[[ PASSAGE TO READ open ]]

SOUTH BEND, Ind. -- Everett Golson had to sit on the sidelines and watch as Notre Dame pulled off a thrilling overtime win over Stanford on Saturday. But it wasn't for the reason he was yanked in two previous games.

As time ran down with Notre Dame needing three points to tie in the fourth, Golson was knocked out of the game on a helmet-to-helmet hit by Stanford defensive back Usua Amanam.

"Blow to the head and his vision was blurred," coach Brian Kelly said of Golson's injury. "And he wanted to get back in, and our medical personnel would not clear him."

The long-term diagnosis for Golson isn't clear, although if he suffered a concussion it could keep him on the sidelines for at least the near future. If that's the case, any missed time will come on the heels of what may have been a turning point for the young quarterback's confidence.

[[ PASSAGE TO READ closed ]]

■ **TASKS FOR THIS EXERCISE**
1 – According to the report, which Stanford player delivered the hit that knocked Golson out of the game?
2 – Revise the report between "SOUTH BEND, Ind." and "back Usua Amanam.", inclusive, replacing "thrilling" with "dramatic".
3 – Summarize the report in two sentences.

[[ DATA EXCERPTS open ]]

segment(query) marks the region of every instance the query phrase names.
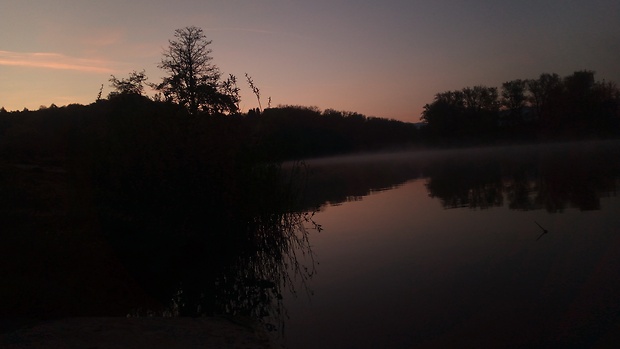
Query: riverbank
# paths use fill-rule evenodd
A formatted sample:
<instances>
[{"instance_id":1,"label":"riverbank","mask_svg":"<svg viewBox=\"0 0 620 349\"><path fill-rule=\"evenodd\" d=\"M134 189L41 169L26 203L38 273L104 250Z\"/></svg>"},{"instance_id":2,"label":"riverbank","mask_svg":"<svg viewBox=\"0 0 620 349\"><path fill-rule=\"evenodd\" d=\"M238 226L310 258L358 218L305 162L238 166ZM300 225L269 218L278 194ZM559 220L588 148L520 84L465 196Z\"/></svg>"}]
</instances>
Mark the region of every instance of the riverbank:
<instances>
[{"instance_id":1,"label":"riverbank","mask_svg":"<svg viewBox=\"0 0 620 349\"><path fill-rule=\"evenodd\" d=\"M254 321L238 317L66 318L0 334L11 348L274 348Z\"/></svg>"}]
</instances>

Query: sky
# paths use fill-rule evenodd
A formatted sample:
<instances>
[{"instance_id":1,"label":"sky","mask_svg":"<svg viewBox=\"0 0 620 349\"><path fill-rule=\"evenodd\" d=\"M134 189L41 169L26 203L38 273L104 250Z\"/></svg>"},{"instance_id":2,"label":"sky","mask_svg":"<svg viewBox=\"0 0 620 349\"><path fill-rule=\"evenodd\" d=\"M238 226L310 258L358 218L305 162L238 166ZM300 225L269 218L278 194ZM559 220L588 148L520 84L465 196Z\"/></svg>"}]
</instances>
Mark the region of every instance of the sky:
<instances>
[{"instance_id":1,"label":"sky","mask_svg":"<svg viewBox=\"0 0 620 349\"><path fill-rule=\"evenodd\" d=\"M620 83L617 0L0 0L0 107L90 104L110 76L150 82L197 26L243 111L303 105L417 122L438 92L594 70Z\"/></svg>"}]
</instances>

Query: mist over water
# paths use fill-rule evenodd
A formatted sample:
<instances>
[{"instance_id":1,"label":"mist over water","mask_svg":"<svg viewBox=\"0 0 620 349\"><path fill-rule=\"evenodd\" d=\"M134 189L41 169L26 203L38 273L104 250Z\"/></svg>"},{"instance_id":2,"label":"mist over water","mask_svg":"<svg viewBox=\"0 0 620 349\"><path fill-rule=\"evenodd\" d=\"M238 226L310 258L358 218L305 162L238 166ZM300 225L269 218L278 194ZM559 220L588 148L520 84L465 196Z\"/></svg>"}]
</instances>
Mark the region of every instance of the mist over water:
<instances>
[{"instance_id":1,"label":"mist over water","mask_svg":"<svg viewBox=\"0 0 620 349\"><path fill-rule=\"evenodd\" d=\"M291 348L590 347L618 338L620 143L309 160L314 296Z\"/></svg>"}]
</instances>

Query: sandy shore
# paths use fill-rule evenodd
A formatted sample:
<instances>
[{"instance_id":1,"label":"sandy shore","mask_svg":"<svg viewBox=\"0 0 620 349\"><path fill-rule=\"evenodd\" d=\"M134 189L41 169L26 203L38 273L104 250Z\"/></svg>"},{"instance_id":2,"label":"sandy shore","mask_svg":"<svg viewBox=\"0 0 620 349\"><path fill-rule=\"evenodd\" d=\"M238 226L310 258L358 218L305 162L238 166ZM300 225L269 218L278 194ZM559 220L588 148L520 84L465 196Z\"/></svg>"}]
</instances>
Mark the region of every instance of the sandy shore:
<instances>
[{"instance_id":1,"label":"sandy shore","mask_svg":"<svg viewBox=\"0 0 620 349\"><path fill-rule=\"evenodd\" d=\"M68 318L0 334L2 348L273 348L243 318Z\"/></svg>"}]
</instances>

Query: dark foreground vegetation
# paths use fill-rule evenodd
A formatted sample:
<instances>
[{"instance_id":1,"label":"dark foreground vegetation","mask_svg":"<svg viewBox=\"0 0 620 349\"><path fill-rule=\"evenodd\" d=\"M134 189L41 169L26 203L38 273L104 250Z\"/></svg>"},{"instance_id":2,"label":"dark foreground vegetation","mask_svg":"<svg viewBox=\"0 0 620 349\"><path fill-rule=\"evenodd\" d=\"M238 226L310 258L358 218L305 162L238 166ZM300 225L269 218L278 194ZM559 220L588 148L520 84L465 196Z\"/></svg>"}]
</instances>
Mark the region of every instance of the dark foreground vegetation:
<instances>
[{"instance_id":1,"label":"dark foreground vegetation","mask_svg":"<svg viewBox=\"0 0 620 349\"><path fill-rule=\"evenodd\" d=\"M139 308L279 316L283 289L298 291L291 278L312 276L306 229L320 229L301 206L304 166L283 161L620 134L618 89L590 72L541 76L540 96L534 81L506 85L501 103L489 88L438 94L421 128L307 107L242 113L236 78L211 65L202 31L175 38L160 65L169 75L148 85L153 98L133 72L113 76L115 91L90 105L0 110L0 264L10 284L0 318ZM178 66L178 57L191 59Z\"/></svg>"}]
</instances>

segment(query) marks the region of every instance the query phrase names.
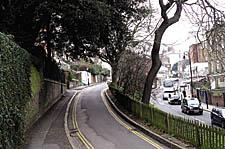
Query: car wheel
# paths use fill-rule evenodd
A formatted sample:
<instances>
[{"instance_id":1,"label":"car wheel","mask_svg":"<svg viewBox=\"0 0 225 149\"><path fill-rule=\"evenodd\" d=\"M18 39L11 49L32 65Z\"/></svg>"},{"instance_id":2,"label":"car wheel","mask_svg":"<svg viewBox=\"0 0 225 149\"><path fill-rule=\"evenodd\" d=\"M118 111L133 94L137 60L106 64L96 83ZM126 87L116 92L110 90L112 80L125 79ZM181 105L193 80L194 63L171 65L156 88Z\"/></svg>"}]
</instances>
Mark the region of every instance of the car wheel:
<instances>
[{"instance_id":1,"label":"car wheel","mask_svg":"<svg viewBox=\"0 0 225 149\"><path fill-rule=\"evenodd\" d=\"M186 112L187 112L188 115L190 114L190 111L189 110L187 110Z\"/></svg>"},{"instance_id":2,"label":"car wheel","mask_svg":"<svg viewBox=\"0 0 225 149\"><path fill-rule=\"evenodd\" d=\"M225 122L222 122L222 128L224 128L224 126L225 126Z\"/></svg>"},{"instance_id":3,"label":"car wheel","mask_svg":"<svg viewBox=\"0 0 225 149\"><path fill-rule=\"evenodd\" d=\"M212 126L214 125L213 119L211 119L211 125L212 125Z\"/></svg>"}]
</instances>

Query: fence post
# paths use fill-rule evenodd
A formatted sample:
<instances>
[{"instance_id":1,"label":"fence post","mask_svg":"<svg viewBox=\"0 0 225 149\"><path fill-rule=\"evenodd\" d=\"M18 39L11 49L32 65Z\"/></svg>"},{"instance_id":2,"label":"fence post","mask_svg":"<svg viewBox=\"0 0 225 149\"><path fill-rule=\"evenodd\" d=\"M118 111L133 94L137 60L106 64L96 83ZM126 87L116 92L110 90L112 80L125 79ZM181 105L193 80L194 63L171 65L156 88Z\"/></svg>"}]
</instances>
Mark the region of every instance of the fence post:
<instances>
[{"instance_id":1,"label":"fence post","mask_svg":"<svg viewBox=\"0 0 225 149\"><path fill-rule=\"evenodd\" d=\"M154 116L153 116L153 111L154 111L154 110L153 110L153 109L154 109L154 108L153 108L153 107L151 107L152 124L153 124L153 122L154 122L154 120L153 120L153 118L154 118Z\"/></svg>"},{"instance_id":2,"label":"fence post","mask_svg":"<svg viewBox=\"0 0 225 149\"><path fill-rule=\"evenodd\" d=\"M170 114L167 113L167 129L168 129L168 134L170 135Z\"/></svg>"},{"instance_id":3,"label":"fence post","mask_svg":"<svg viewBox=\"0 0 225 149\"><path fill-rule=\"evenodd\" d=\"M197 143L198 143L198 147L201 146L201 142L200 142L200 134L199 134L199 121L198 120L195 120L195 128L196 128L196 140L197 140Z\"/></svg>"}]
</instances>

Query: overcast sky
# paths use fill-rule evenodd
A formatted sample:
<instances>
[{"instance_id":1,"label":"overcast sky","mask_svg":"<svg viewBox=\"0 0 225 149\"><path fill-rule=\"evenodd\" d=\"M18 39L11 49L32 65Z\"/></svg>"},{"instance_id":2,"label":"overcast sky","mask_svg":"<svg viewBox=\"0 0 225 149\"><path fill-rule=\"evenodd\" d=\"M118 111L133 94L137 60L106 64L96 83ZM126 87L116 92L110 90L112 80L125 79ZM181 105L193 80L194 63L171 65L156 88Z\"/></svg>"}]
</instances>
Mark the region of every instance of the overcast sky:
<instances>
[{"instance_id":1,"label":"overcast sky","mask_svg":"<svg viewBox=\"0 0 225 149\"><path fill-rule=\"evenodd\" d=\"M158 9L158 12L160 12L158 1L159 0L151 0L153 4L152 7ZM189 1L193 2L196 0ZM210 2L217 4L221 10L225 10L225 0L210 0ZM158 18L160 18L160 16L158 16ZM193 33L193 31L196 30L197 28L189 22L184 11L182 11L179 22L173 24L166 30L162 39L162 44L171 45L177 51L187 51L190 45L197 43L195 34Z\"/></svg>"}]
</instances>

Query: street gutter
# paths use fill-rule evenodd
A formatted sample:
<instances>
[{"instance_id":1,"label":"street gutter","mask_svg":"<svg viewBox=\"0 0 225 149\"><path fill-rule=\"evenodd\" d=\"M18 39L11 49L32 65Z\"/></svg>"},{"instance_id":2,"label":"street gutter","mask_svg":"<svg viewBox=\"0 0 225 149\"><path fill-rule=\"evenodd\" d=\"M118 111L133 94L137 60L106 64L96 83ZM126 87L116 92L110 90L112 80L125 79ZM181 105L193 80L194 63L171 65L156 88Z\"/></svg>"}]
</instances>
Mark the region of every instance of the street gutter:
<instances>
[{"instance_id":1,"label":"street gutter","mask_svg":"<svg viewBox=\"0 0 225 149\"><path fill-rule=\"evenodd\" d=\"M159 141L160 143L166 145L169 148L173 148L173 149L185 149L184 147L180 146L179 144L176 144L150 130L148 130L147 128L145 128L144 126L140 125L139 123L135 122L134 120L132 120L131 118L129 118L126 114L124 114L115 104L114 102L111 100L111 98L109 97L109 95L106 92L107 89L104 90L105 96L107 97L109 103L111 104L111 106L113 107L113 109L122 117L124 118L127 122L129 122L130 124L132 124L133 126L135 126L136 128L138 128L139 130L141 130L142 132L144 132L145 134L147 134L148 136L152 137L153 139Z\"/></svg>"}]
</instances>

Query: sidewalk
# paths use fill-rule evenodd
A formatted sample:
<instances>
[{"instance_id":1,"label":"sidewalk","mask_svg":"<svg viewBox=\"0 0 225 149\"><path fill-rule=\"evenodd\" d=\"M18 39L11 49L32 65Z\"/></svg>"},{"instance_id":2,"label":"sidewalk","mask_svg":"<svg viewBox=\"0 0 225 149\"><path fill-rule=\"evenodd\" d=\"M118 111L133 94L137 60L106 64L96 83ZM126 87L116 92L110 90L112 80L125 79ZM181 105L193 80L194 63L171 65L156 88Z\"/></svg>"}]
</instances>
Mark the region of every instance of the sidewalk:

[[ DATA EXCERPTS closed ]]

■ **TASK-BY-TASK SOLUTIONS**
1 – Stanford defensive back Usua Amanam.

2 –
SOUTH BEND, Ind. -- Everett Golson had to sit on the sidelines and watch as Notre Dame pulled off a dramatic overtime win over Stanford on Saturday. But it wasn't for the reason he was yanked in two previous games.

As time ran down with Notre Dame needing three points to tie in the fourth, Golson was knocked out of the game on a helmet-to-helmet hit by Stanford defensive back Usua Amanam.

3 – Quarterback Everett Golson watched from the sidelines as Notre Dame beat Stanford in overtime, after a helmet-to-helmet hit from defensive back Usua Amanam in the fourth quarter blurred his vision and medical personnel would not clear him to return. His long-term diagnosis is unclear, and a concussion could keep him out for at least the near future.